(Images for object localization)
________________________________________

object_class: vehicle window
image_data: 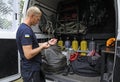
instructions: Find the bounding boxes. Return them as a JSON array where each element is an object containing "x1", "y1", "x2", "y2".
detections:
[{"x1": 0, "y1": 0, "x2": 18, "y2": 32}]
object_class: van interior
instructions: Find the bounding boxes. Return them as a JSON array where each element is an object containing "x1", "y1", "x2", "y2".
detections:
[
  {"x1": 27, "y1": 0, "x2": 116, "y2": 82},
  {"x1": 30, "y1": 0, "x2": 115, "y2": 42},
  {"x1": 0, "y1": 0, "x2": 116, "y2": 82}
]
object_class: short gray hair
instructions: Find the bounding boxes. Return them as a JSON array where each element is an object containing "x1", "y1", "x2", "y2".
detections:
[{"x1": 26, "y1": 6, "x2": 42, "y2": 17}]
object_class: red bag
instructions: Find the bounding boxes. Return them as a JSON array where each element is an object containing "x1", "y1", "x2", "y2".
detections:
[{"x1": 69, "y1": 52, "x2": 79, "y2": 62}]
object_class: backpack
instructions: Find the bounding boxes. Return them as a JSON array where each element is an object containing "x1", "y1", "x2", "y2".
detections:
[
  {"x1": 70, "y1": 52, "x2": 101, "y2": 77},
  {"x1": 41, "y1": 45, "x2": 67, "y2": 74}
]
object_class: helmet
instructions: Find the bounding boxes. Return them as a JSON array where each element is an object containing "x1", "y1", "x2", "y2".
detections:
[{"x1": 106, "y1": 38, "x2": 116, "y2": 47}]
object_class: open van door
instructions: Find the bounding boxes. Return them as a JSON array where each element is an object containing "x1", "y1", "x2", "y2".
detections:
[
  {"x1": 0, "y1": 0, "x2": 21, "y2": 82},
  {"x1": 113, "y1": 0, "x2": 120, "y2": 82}
]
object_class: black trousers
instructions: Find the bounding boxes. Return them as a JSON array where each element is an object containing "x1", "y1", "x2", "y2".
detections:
[{"x1": 22, "y1": 70, "x2": 46, "y2": 82}]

________________________________________

## Assignment
Your response must consist of the lines from the beginning of the data through the line containing "object_class: van interior", transcribed exactly, with no pictures.

## Solution below
object_class: vehicle window
image_data: 
instructions: Find the bounding boxes. Return them as a JSON array where each element is an object containing "x1", "y1", "x2", "y2".
detections:
[{"x1": 0, "y1": 0, "x2": 18, "y2": 32}]
object_class: van interior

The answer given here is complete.